▶ **REQUIRED TASK**
The records below must be copied in full; omit the images.
=== DATA SUPPLIED ===
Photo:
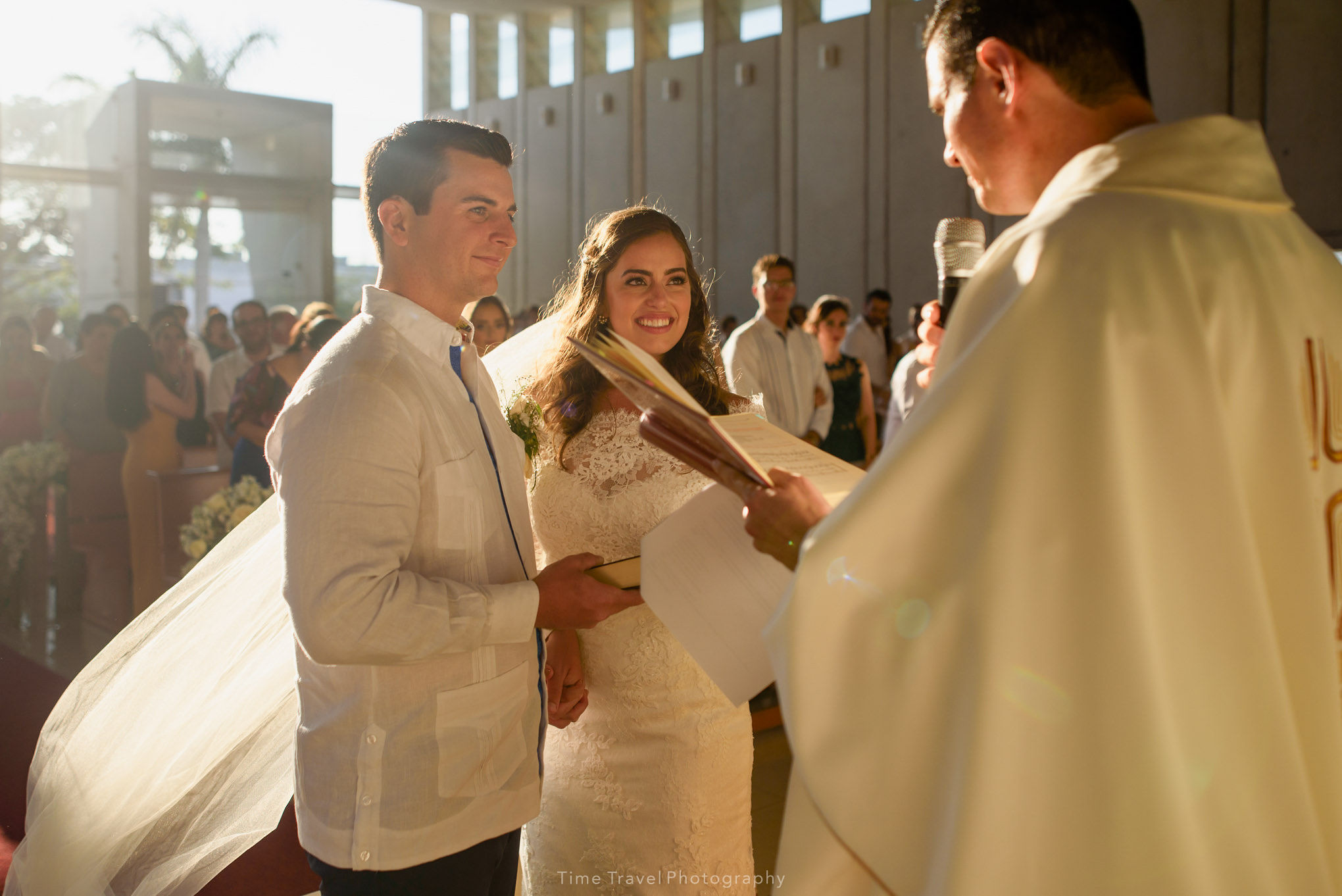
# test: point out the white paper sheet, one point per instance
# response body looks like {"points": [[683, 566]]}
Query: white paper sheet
{"points": [[714, 591]]}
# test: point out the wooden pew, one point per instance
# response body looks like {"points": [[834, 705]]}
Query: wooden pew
{"points": [[179, 493], [98, 530]]}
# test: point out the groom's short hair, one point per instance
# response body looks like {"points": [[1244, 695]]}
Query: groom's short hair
{"points": [[411, 162]]}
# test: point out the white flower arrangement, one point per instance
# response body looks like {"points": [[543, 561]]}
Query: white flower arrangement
{"points": [[218, 515], [524, 419], [24, 474]]}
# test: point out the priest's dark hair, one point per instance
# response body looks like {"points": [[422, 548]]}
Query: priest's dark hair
{"points": [[1093, 49], [412, 161]]}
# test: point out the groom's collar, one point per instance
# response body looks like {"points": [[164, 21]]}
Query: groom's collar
{"points": [[422, 328]]}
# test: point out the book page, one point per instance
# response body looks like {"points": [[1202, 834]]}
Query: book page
{"points": [[770, 447], [709, 585]]}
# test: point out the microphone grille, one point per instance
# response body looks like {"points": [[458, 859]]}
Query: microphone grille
{"points": [[958, 246]]}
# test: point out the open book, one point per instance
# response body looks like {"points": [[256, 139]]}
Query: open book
{"points": [[678, 424], [699, 570]]}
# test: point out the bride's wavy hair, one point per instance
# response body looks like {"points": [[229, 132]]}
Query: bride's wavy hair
{"points": [[566, 387]]}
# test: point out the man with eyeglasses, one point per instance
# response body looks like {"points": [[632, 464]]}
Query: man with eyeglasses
{"points": [[768, 355], [251, 325]]}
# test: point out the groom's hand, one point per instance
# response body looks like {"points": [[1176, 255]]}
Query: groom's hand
{"points": [[574, 600], [565, 687], [779, 518]]}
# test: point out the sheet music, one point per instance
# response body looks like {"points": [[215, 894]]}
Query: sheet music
{"points": [[709, 585], [774, 447]]}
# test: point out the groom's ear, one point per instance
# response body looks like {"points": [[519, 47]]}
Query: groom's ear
{"points": [[395, 215]]}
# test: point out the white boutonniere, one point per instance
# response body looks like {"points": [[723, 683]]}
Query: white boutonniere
{"points": [[524, 419]]}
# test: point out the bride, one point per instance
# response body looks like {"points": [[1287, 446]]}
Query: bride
{"points": [[195, 702], [654, 778]]}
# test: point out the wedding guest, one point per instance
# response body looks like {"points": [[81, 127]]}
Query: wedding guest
{"points": [[282, 320], [261, 395], [118, 313], [907, 341], [493, 324], [312, 312], [216, 337], [23, 377], [253, 330], [868, 341], [529, 316], [151, 387], [45, 333], [195, 345], [853, 432], [772, 356], [905, 392], [726, 326], [74, 411]]}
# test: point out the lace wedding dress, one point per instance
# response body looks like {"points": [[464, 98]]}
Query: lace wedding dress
{"points": [[649, 791]]}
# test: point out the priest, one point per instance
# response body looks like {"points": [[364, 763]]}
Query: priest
{"points": [[1077, 631]]}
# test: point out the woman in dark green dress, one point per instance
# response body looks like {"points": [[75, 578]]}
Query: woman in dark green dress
{"points": [[853, 434]]}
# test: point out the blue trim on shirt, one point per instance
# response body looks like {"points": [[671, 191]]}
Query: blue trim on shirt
{"points": [[455, 353]]}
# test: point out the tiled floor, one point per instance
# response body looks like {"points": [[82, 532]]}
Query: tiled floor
{"points": [[61, 640], [768, 793]]}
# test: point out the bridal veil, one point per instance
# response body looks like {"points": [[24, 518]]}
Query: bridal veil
{"points": [[172, 751]]}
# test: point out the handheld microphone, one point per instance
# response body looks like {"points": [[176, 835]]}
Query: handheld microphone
{"points": [[958, 246]]}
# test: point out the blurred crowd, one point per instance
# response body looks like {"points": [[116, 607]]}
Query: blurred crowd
{"points": [[153, 392]]}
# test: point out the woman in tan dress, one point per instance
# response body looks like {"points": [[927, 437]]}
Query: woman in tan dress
{"points": [[151, 387]]}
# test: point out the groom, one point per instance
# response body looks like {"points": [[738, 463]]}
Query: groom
{"points": [[409, 557]]}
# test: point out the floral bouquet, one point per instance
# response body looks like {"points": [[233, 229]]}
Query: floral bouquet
{"points": [[24, 474], [218, 515], [524, 419]]}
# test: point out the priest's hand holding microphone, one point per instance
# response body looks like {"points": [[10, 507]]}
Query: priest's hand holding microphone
{"points": [[779, 518]]}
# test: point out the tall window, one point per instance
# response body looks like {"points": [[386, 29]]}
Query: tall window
{"points": [[760, 19], [685, 37], [508, 58], [835, 10], [561, 49], [619, 37], [460, 61]]}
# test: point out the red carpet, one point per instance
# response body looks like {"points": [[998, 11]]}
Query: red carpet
{"points": [[274, 867]]}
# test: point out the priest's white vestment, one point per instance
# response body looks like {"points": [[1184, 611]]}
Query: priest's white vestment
{"points": [[1077, 631]]}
===
▶ **RESULT OF THE EXERCISE**
Photo:
# test: point out the white paper sheet, one point per instance
# response body looks like {"points": [[683, 566]]}
Query: white paper sheet
{"points": [[714, 591]]}
# test: point out the wooden pew, one point per instance
# response body looks like {"points": [[834, 705]]}
Query: wooden pew
{"points": [[179, 493], [98, 530]]}
# test: point out the groom's short hair, one point per instance
# response body looks like {"points": [[1244, 695]]}
Query: groom's short hair
{"points": [[411, 162]]}
# test: point out the white flower arrangement, one point per instance
# response body looks like {"points": [[543, 561]]}
Query: white flower arrangement
{"points": [[218, 515], [524, 419], [24, 474]]}
# test: point out the priest's dark hair, one point per instance
# response body looks like {"points": [[422, 548]]}
Query: priest's dark hair
{"points": [[1093, 49], [412, 161]]}
# test: point out the groom's collar, one point per instance
# response body looks like {"points": [[164, 21]]}
Query: groom's collar
{"points": [[422, 328]]}
# test: point out the book page, one point per instance
# response body looks like {"points": [[1202, 834]]}
Query: book page
{"points": [[770, 447], [709, 585]]}
# test: point out the microphone grille, one point per instance
# response body looks like {"points": [[458, 859]]}
Query: microphone grille
{"points": [[958, 246]]}
# test: point out the open book, one point per instance
# response body looks like {"points": [[256, 139]]}
Query: open book
{"points": [[678, 424], [699, 570]]}
# test: point out the bride's wavy hair, one point per instance
# response body looks like {"points": [[229, 132]]}
Query: bride's wavy hair
{"points": [[566, 387]]}
# test: point out the man with eyeglasses, one point per instance
# response body looks like {"points": [[632, 464]]}
Query: man with eyeglasses
{"points": [[768, 355], [251, 325]]}
# test: point out the groom's hand, one point per instance
# response body looks like {"points": [[1176, 255]]}
Query: groom's hand
{"points": [[574, 600], [565, 687], [779, 518]]}
# test: point out the sheet music, one point per instance
# response body looks like {"points": [[215, 894]]}
Query: sheet music
{"points": [[709, 585], [774, 447]]}
# test: point out the groom's ear, one point per instance
# response body looks like {"points": [[519, 47]]}
Query: groom's ear
{"points": [[395, 215]]}
# test: point out the white boutonniere, one point per instance
# response body looks like {"points": [[723, 683]]}
Query: white boutonniere
{"points": [[524, 419]]}
# test: point out the bride, one point per instance
# response body looks like {"points": [[1287, 446]]}
Query: bride
{"points": [[195, 702], [654, 778]]}
# test: point out the wedding guest, one point per instance
# response body looks like {"points": [[81, 127]]}
Query: wedding guest
{"points": [[282, 320], [261, 395], [118, 313], [907, 341], [493, 324], [312, 312], [216, 337], [23, 377], [253, 330], [868, 341], [529, 316], [151, 387], [45, 333], [195, 345], [853, 432], [772, 356], [905, 392], [726, 326], [74, 411]]}
# test: point out the lace wedding dress, one point per instance
# response body looks like {"points": [[464, 98]]}
Query: lace wedding dress
{"points": [[649, 791]]}
# test: point out the priest, one point per instance
# response body looks like {"points": [[364, 763]]}
Query: priest
{"points": [[1077, 631]]}
# test: point out the woman in dark green dress, one point per instance
# response body looks like {"points": [[75, 578]]}
Query: woman in dark green dress
{"points": [[853, 434]]}
# test: point out the blue trim on shirt, one point per instance
# response body looks like {"points": [[671, 191]]}
Query: blue trim on shirt
{"points": [[455, 353]]}
# test: point out the tiled floor, one point per instance
# response body looks like {"points": [[82, 532]]}
Query: tiled floor
{"points": [[61, 640], [768, 793]]}
# test: point out the bridal veil, one point per instance
# response body looks like {"points": [[24, 518]]}
Query: bridal veil
{"points": [[172, 751]]}
# test: point out the handheld microphone, one point per instance
# response body looks like {"points": [[176, 835]]}
Query: handheld microphone
{"points": [[958, 246]]}
# test: point out the blurred crowd, one point per instance
# response body looks like {"points": [[116, 607]]}
Query: blurred crowd
{"points": [[153, 392]]}
# test: point out the woman in tan dress, one point per instance
# response body looks like {"points": [[927, 437]]}
Query: woman in tan dress
{"points": [[151, 387]]}
# test: point out the groom, one point per instance
# response body looks like {"points": [[738, 463]]}
Query: groom
{"points": [[409, 557]]}
# test: point out the floral bouquet, one point per instance
# response body looks like {"points": [[233, 229]]}
Query: floral bouquet
{"points": [[24, 474], [218, 515], [524, 419]]}
# test: point out the priest's hand holding microphone, one point per instance
# response body looks like {"points": [[10, 507]]}
Query: priest's hand holding microphone
{"points": [[779, 518]]}
# test: point out the tall window, one point per instance
# response body looks like {"points": [[386, 29]]}
Query: tall window
{"points": [[760, 19], [685, 37], [508, 58], [835, 10], [561, 49], [619, 37], [460, 61]]}
# test: point out the red carpet, one point per instance
# response body looks like {"points": [[998, 11]]}
Query: red carpet
{"points": [[274, 867]]}
# test: point out the priest's white vestment, one point per instance
# response body looks like {"points": [[1184, 611]]}
Query: priest's white vestment
{"points": [[1077, 631]]}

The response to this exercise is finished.